题解 | #链表中的节点每k个一组翻转#
链表中的节点每k个一组翻转
https://www.nowcoder.com/practice/b49c3dc907814e9bbfa8437c251b028e
/**
* struct ListNode {
* int val;
* struct ListNode *next;
* };
*/
/**
* 代码中的类名、方法名、参数名已经指定,请勿修改,直接返回方法规定的值即可
*
*
* @param head ListNode类
* @param k int整型
* @return ListNode类
*/
struct ListNode* reverseKGroup(struct ListNode* head, int k ) {
int nr_node = 0;
int cnt = 1;
struct ListNode* curr = head;
struct ListNode* prev = NULL;
struct ListNode* next = NULL;
struct ListNode* first = NULL;
struct ListNode* left = NULL;
struct ListNode* right = NULL;
while (curr) {
curr = curr->next;
nr_node++;
}
if (nr_node < k || k <= 1 || nr_node <= 1) {
return head;
} else {
curr = head;
}
while (curr) {
next = curr->next;
if (cnt % k == 1) {
left = prev;
first = curr;
prev = curr;
if (nr_node > k && nr_node - cnt < k - 1)

所给信息:
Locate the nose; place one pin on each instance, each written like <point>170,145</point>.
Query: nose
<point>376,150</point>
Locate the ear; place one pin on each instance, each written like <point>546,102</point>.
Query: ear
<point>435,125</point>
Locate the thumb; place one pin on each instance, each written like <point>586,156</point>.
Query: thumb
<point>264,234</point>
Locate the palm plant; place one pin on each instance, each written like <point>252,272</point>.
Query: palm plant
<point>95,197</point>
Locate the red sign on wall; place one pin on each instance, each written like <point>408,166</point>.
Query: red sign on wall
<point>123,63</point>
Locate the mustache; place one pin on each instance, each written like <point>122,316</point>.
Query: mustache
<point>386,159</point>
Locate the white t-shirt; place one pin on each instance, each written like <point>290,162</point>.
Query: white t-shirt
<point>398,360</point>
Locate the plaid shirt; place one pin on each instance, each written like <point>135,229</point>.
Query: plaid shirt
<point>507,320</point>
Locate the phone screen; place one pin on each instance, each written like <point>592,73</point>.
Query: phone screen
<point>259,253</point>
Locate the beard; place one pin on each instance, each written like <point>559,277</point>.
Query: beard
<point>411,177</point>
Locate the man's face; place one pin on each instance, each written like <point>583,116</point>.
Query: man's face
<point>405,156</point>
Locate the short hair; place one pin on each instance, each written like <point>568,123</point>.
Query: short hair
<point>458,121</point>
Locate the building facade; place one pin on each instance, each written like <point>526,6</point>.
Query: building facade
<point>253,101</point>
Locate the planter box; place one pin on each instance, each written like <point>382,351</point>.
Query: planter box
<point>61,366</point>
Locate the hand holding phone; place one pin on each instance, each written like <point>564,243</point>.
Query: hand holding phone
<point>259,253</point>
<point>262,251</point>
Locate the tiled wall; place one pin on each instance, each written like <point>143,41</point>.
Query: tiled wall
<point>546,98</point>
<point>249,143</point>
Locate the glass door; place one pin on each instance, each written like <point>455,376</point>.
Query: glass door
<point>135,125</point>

任务:
根据原文回答下列问题:
(a) 注释中参数 k 被标注为什么类型?
(b) 变量 cnt 的初始值是多少?
(c) 满足哪些条件之一时,函数直接返回 head?

参考答案:
(a) int整型。
(b) 1。
(c) 节点数 nr_node 小于 k、k 小于等于 1,或 nr_node 小于等于 1。